Exercise goal: Please copy out all of the entries below, changing "one dot each" to "one mark each" and leaving everything else as it is. Omit the pictures from your answer.

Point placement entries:
□ □ □ □ □ □ □
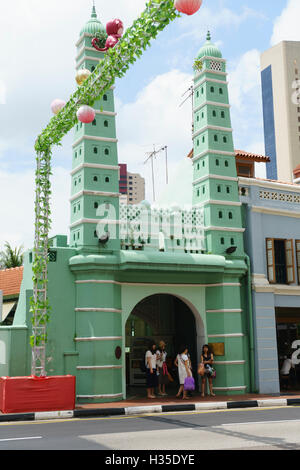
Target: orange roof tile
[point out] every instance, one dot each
(243, 155)
(251, 156)
(10, 281)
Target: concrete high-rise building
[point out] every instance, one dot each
(280, 73)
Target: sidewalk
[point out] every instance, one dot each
(141, 405)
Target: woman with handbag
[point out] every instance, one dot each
(151, 374)
(205, 370)
(182, 361)
(163, 378)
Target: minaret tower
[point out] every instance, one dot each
(215, 183)
(95, 171)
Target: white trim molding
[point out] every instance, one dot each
(87, 57)
(215, 177)
(214, 152)
(224, 229)
(271, 211)
(227, 335)
(95, 166)
(94, 194)
(94, 221)
(211, 103)
(228, 389)
(106, 113)
(214, 80)
(260, 284)
(213, 128)
(230, 363)
(226, 310)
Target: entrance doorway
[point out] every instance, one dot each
(288, 345)
(158, 317)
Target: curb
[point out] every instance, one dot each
(138, 410)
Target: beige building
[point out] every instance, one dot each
(280, 71)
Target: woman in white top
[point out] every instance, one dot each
(183, 363)
(151, 374)
(162, 369)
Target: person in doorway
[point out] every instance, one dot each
(162, 369)
(207, 359)
(151, 372)
(285, 372)
(183, 363)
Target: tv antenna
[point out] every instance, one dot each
(191, 93)
(151, 156)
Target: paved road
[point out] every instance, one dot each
(251, 429)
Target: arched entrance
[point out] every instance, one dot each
(159, 317)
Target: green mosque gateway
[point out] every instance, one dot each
(129, 274)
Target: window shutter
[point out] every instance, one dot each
(290, 266)
(298, 259)
(271, 261)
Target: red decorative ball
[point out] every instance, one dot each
(115, 28)
(111, 41)
(86, 114)
(189, 7)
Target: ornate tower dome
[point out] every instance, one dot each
(209, 49)
(94, 25)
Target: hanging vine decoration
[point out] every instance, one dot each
(156, 16)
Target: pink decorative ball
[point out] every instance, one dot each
(86, 114)
(189, 7)
(57, 105)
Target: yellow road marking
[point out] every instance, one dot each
(174, 413)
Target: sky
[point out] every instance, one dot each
(37, 65)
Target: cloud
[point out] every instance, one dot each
(213, 18)
(156, 117)
(245, 99)
(37, 62)
(286, 26)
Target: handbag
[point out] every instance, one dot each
(201, 369)
(189, 384)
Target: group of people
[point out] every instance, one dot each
(158, 376)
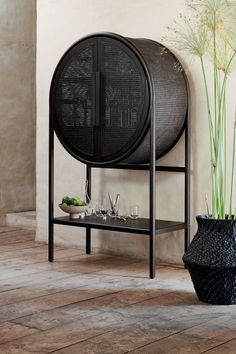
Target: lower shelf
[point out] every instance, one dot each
(138, 226)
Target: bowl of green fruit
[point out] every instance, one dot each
(73, 206)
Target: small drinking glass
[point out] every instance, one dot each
(104, 207)
(134, 212)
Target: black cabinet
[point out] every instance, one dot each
(120, 103)
(100, 100)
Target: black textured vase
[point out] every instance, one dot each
(211, 260)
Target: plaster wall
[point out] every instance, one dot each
(60, 23)
(17, 105)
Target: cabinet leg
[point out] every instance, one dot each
(152, 256)
(186, 241)
(50, 242)
(88, 240)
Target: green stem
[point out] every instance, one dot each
(232, 171)
(211, 136)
□ □ □ □ □ □ □
Exercise answer:
Target: orange roof tile
[point out] every instance, one mark each
(243, 155)
(251, 156)
(10, 281)
Target: concrete high-rise building
[point out] every instance, one mark each
(280, 73)
Target: sidewalk
[point out] every instance, one mark each
(141, 405)
Target: woman with handbag
[point out] every instance, one mark each
(151, 374)
(205, 370)
(182, 361)
(163, 378)
Target: minaret tower
[point out] every instance, one mark each
(215, 183)
(95, 171)
Target: white trim molding
[point out] every instance, one mark each
(87, 57)
(215, 177)
(214, 152)
(224, 229)
(271, 211)
(227, 335)
(95, 166)
(94, 194)
(94, 221)
(211, 103)
(228, 389)
(106, 113)
(214, 80)
(260, 284)
(213, 128)
(230, 363)
(226, 310)
Target: entrance doorway
[point out] every instance, one mark each
(288, 345)
(158, 317)
Target: curb
[point out] every instance, one mark each
(138, 410)
Target: beige building
[point out] every instance, one mark each
(280, 71)
Target: woman in white top
[point out] every instance, one mark each
(183, 363)
(151, 374)
(162, 369)
Target: person in doorway
[point out] every instance, one mark each
(162, 369)
(207, 359)
(151, 372)
(285, 372)
(183, 363)
Target: tv antenna
[point out] every instance, one mark each
(191, 93)
(151, 156)
Target: paved road
[point out] every instance, one mark each
(251, 429)
Target: arched entrance
[point out] every instance, one mark each
(159, 317)
Target: green mosque gateway
[point out] every instance, one mark each
(129, 274)
Target: window shutter
[point out] every instance, one mark each
(290, 266)
(298, 259)
(271, 261)
Target: red decorative ball
[point out] every instance, one mark each
(115, 28)
(111, 41)
(86, 114)
(189, 7)
Target: ornate tower dome
[point out] every instance, one mark each
(209, 49)
(94, 25)
Target: hanging vine decoration
[point out] every instance, one mark each
(156, 16)
Target: pink decorative ball
[point out] every instance, one mark each
(86, 114)
(189, 7)
(57, 105)
Target: yellow road marking
[point out] every instance, one mark each
(174, 413)
Target: sky
[point out] every instance, one mark each
(37, 65)
Target: cloud
[point out] every instance, one mark each
(213, 18)
(156, 117)
(245, 99)
(37, 62)
(286, 26)
Target: handbag
[point out] every instance, one mark each
(201, 369)
(189, 384)
Target: group of people
[point out] every instance, one mark each
(158, 376)
Target: lower shelf
[point out] every instance, one mark each
(138, 226)
Target: bowl of green fruit
[point out] every instance, one mark each
(73, 206)
Target: small drinking glass
[point out] every instance, one mark each
(104, 207)
(134, 212)
Target: black cabinet
[point out] every instance, one mark each
(120, 103)
(100, 100)
Target: black textured vase
[point out] every instance, one mark each
(211, 260)
Target: plaster wall
[point out] every instance, one mark each
(60, 23)
(17, 105)
Target: cabinet leg
[point out] every instance, one mark each
(152, 256)
(186, 241)
(50, 242)
(88, 240)
Target: green stem
[point out] every instance, one mark each
(232, 171)
(211, 136)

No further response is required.